--- start DATASET RECORDS ---
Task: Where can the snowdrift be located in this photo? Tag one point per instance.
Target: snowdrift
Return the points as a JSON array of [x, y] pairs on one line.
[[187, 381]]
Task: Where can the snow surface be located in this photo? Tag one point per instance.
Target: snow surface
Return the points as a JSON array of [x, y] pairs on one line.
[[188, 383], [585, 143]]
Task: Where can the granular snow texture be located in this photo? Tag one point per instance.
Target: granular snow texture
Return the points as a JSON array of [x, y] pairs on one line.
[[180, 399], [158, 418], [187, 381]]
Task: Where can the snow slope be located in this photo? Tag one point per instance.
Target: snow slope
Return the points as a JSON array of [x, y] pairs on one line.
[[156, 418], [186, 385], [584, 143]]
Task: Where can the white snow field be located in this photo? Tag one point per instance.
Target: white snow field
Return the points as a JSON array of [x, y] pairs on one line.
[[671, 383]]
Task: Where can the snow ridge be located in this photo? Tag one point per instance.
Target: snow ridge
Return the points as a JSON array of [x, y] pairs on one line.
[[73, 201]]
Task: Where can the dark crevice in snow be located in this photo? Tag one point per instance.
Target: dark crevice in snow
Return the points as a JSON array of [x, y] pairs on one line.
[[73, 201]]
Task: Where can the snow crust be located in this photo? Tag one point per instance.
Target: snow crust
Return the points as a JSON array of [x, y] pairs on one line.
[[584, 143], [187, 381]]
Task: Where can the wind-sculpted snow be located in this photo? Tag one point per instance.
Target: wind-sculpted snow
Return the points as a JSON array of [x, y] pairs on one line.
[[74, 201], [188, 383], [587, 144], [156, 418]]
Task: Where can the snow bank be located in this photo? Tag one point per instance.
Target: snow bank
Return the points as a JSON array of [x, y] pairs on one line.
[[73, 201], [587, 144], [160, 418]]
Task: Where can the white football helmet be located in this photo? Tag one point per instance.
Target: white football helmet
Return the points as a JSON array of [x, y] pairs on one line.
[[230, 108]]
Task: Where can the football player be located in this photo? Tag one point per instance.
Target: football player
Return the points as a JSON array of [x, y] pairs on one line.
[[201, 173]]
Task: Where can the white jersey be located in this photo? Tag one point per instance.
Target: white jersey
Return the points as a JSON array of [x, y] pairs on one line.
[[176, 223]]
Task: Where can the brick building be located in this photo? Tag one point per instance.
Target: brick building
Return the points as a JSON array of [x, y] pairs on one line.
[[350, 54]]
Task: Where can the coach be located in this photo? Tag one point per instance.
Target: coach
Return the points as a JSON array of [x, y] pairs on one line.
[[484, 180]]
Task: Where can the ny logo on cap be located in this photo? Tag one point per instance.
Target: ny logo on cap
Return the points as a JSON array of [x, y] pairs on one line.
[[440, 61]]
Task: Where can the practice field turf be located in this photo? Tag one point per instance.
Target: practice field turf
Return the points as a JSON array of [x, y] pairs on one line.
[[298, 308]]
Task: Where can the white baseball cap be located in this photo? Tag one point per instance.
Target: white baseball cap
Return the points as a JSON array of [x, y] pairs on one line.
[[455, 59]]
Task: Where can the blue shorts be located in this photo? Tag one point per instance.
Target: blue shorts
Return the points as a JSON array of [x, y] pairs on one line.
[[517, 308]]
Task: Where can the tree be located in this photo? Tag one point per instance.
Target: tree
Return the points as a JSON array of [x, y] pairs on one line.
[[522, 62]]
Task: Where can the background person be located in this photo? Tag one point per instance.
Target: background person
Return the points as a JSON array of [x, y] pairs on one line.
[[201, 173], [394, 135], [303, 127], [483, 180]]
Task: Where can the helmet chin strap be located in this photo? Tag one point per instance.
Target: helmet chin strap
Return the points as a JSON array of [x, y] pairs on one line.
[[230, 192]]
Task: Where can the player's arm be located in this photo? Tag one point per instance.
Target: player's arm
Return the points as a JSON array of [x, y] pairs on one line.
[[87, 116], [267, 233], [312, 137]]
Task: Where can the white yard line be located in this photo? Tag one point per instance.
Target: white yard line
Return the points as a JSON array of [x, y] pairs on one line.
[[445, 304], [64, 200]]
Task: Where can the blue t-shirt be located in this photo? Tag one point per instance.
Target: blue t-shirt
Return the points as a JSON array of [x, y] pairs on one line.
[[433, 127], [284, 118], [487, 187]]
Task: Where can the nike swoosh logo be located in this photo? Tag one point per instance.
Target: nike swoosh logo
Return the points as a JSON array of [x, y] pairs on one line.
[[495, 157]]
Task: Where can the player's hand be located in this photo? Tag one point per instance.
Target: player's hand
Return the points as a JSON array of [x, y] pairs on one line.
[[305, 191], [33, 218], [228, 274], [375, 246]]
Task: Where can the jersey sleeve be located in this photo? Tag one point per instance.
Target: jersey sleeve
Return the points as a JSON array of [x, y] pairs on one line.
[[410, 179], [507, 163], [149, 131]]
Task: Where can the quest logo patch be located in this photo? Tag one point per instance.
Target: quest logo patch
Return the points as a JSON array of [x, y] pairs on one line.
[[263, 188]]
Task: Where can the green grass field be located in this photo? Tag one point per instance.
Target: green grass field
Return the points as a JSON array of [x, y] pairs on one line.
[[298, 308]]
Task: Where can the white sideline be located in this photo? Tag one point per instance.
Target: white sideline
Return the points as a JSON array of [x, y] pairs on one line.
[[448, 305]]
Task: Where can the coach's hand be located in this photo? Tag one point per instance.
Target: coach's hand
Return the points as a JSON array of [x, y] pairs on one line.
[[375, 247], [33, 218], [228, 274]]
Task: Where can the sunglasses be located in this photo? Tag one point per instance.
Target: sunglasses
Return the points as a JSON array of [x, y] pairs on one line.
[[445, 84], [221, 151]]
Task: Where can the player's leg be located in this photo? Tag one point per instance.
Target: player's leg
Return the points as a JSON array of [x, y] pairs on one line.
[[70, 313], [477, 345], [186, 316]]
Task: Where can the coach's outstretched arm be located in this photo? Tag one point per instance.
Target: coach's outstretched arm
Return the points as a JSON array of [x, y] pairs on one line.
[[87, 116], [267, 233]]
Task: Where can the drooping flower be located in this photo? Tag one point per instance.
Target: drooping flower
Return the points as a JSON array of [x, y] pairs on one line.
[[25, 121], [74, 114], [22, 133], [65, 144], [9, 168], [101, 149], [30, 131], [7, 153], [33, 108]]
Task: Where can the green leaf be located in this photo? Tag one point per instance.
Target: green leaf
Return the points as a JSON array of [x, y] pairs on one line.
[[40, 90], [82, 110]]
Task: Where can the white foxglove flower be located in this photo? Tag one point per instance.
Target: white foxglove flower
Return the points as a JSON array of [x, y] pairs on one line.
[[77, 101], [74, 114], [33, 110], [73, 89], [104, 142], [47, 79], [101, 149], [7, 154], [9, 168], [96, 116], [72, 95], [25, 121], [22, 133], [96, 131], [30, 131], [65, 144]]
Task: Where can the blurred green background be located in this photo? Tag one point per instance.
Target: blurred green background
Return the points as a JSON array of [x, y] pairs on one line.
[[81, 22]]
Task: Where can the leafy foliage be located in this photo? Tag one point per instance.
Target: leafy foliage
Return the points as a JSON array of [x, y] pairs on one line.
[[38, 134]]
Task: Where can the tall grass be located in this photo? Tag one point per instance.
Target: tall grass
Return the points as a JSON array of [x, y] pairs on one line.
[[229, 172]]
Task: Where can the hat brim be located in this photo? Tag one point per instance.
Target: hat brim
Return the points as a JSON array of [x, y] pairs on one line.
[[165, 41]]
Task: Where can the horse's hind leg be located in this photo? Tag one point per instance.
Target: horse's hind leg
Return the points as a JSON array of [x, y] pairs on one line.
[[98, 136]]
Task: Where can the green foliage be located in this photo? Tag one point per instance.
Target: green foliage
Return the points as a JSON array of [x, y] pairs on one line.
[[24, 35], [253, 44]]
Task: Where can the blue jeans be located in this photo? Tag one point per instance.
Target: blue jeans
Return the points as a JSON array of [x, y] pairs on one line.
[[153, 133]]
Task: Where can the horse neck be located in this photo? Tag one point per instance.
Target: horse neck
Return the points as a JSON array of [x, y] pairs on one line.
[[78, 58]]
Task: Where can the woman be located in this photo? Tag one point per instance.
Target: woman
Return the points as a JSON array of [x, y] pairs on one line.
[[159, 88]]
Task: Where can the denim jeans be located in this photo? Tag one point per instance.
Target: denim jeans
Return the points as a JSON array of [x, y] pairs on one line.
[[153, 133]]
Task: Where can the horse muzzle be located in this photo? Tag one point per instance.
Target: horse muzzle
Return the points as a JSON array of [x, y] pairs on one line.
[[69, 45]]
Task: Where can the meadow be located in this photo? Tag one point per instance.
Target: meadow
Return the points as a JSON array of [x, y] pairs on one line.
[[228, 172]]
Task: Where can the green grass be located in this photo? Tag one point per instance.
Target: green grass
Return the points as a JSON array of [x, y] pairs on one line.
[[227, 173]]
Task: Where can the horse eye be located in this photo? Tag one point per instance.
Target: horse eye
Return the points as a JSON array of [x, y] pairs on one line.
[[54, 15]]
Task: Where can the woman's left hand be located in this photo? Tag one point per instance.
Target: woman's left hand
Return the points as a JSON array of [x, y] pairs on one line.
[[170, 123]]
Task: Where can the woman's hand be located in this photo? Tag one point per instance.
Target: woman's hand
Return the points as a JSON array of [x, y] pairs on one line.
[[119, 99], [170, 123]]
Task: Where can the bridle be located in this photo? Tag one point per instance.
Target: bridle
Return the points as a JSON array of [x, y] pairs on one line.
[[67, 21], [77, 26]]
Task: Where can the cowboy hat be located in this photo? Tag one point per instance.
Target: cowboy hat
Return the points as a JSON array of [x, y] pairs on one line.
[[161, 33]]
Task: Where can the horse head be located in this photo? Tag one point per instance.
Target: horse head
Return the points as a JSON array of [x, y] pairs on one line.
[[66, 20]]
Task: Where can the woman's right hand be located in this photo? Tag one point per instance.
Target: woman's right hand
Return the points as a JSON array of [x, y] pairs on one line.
--- end DATASET RECORDS ---
▶ [WORK TO BE COMPLETED] Reproduce the part of the records that opens with the line containing "Task: Where can the snow crust" and closes with the line containing "[[73, 201], [587, 144], [160, 418]]", both included, offsetting every coordinate in the answers by 113. Leave everything else in those lines unchanged.

▶ [RESPONSE FOR THIS EXERCISE]
Task: Where can the snow crust be located in this photo? Tag one point per instance.
Target: snow crust
Return the points as a JSON array of [x, y] pairs on one line.
[[697, 256], [300, 494]]
Task: Where can the wind-sculpted snow be located in this photo? Tag one point per instance.
Target: wind-sculpted snow
Return the points as a JSON array of [x, y] pairs on one line.
[[187, 314], [301, 496], [700, 257], [269, 531]]
Task: Where can the snow bank be located in this photo? Tag one point per instance.
Target: snow bank
Return the points as a JSON array of [x, y] pairs on one line.
[[186, 314], [700, 257], [273, 531]]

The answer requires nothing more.